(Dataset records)
============

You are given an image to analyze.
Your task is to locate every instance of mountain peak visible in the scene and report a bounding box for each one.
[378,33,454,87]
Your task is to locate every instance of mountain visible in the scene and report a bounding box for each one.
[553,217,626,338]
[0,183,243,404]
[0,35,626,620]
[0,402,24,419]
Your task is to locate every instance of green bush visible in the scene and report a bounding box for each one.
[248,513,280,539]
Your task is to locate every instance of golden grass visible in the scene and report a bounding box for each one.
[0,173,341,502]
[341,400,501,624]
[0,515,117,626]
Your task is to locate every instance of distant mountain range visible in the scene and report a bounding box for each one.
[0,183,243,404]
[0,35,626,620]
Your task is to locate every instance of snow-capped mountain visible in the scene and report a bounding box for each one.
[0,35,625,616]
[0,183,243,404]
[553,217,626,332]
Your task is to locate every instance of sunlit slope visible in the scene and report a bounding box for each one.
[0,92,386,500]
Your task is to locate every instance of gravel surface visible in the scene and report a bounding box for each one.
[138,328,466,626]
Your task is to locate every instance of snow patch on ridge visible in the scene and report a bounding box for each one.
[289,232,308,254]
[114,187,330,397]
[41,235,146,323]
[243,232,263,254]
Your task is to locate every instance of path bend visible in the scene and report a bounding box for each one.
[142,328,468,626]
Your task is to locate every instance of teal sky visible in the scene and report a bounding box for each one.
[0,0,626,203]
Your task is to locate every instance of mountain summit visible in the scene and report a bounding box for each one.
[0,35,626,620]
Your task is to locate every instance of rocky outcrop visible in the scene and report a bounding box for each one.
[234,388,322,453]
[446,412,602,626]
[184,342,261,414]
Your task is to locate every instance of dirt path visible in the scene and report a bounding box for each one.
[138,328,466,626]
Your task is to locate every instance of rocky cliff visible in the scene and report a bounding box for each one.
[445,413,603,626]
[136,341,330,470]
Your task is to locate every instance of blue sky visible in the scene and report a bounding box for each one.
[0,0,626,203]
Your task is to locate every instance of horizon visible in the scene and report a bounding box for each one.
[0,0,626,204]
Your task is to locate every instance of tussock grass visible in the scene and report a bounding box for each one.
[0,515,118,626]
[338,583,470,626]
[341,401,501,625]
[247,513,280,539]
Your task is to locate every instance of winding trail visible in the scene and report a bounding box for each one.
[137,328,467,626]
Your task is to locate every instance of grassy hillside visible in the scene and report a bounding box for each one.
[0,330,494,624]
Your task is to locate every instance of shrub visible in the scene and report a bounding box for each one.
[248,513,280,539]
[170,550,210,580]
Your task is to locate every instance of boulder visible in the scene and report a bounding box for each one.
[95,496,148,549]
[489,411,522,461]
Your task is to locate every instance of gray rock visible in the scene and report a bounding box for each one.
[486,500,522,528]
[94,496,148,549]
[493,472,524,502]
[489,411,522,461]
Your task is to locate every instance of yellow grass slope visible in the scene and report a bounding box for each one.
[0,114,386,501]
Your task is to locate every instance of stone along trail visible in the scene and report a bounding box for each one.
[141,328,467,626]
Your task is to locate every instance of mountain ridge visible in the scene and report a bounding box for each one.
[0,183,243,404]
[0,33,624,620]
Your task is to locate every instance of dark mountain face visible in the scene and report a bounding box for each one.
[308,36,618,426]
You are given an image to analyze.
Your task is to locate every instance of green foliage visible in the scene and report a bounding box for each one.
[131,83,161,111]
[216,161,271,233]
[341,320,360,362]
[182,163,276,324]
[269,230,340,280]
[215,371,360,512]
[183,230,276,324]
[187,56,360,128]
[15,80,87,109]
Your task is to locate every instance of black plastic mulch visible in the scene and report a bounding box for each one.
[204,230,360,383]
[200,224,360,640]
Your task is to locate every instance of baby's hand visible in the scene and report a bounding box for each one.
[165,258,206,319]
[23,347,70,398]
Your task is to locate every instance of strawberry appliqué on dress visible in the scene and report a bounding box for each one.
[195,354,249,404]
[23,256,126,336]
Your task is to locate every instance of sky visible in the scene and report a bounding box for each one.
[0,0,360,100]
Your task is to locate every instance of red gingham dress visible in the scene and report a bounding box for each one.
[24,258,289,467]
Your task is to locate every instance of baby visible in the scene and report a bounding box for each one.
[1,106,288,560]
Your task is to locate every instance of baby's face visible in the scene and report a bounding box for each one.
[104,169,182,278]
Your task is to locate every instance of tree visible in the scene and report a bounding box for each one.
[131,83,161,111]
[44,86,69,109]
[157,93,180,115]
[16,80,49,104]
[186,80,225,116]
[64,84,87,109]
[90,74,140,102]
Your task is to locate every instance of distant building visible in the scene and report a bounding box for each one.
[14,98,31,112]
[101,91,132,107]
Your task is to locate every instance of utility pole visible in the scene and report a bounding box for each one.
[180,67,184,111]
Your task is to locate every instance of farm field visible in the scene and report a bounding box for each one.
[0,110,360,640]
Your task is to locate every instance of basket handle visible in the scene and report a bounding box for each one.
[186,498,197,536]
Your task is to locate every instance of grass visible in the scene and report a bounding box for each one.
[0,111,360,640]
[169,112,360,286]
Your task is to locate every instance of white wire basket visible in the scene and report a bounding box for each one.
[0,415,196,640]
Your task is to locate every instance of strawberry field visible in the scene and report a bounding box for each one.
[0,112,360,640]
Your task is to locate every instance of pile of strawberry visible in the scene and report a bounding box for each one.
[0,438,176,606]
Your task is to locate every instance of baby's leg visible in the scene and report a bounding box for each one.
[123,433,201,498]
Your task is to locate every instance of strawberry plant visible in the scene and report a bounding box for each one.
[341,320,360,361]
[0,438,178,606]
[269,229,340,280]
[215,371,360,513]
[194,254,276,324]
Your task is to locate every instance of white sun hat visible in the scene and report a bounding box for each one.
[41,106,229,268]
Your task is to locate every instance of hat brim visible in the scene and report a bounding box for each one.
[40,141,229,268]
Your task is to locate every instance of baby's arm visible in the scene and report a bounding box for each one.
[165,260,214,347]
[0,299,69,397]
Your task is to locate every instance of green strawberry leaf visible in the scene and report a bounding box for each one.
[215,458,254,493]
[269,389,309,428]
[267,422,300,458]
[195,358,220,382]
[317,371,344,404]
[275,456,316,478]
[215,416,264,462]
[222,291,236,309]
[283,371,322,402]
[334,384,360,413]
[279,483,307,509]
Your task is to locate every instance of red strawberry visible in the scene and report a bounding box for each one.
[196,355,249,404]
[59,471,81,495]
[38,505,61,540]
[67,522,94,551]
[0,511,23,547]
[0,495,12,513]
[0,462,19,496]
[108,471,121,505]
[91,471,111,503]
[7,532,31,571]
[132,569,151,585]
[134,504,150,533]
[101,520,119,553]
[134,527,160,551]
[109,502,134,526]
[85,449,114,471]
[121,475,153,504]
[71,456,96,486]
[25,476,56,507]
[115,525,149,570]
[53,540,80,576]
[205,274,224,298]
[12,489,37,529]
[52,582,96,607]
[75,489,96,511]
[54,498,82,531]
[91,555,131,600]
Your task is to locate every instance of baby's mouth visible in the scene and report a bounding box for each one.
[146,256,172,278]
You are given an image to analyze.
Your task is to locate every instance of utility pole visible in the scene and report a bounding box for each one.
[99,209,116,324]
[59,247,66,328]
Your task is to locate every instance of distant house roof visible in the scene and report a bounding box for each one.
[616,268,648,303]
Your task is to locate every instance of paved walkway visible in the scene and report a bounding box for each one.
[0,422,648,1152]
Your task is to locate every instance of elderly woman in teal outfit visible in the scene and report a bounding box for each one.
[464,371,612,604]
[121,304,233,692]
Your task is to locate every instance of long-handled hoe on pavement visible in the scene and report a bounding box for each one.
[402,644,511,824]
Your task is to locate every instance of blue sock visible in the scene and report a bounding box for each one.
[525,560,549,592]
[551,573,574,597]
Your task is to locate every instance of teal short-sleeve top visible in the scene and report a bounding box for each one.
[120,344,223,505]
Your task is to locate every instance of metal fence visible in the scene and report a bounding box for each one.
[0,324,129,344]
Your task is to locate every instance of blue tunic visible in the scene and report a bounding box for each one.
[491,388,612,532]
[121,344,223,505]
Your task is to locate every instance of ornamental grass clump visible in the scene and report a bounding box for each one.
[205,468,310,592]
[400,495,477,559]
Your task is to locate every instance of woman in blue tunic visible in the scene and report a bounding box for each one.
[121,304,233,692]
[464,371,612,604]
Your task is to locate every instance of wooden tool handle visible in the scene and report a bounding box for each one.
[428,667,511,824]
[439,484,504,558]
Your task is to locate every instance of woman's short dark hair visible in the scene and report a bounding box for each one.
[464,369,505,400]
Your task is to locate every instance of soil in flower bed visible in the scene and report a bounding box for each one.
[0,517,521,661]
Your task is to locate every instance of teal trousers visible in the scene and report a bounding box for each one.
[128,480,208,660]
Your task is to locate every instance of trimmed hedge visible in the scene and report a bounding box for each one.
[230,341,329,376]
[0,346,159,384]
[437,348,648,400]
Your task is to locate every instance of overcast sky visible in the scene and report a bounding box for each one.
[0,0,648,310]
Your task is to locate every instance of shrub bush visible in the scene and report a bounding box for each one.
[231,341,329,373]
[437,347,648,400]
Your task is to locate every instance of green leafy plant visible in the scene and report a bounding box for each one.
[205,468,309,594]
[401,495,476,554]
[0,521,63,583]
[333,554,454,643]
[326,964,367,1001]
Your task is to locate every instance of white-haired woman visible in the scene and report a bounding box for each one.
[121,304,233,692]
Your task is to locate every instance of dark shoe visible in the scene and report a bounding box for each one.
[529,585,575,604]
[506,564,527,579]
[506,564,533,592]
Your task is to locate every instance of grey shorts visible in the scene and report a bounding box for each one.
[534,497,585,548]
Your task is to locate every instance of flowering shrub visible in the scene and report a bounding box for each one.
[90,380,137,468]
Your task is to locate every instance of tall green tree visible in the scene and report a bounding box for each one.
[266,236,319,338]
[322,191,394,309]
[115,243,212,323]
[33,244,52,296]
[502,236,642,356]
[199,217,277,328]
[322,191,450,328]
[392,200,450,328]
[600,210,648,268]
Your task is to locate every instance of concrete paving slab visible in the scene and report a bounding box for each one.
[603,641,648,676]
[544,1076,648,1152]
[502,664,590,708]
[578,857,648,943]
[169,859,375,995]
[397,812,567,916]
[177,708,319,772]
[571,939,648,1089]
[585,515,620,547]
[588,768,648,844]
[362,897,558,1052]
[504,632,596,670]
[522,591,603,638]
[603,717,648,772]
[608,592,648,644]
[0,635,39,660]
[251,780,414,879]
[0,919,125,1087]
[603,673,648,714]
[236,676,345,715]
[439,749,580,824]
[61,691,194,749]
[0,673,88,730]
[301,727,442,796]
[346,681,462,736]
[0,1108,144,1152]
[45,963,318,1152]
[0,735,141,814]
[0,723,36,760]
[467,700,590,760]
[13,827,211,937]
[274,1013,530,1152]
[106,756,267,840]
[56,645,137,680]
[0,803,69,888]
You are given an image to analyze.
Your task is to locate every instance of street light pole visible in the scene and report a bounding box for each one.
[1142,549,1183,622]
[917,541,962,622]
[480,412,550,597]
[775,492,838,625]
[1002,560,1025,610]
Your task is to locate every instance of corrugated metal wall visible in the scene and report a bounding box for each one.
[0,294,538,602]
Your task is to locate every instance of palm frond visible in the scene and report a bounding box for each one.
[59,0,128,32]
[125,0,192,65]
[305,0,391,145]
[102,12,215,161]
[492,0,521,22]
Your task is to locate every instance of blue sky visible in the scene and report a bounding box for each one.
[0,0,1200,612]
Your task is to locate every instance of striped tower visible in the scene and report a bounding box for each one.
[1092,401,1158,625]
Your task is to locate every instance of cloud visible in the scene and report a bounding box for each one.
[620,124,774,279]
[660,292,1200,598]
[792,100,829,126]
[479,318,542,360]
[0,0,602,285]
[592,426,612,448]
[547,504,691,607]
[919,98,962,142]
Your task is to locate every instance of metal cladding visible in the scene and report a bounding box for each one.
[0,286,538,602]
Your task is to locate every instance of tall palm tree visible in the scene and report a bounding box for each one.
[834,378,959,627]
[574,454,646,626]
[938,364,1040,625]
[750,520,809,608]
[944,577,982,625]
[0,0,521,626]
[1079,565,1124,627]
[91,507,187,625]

============

◆ Description of the task
Transcribe the records above verbatim, beginning at the line that contains "Your task is to locate every instance of snow-capped" and stopping after the line that contains "[142,328,468,626]".

◆ Solution for this problem
Your task is to locate every instance of snow-capped mountain visible in the scene and report a bounding box for each one.
[0,35,625,616]
[0,183,243,404]
[553,217,626,332]
Your task is to locate every instance of sunlit slope visible in the scene and report a bounding box for each one.
[0,92,386,500]
Your task is to locate every instance of gravel surface visible in the scene and report a bounding box for each one.
[138,328,466,626]
Your task is to locate every instance of snow patch on ridge visible in the scene and report a bounding box for each one.
[289,232,308,254]
[114,187,330,397]
[41,235,146,323]
[243,232,263,254]
Your task is to locate every instance of path bend visible in the scene and report a bounding box for each one.
[142,328,468,626]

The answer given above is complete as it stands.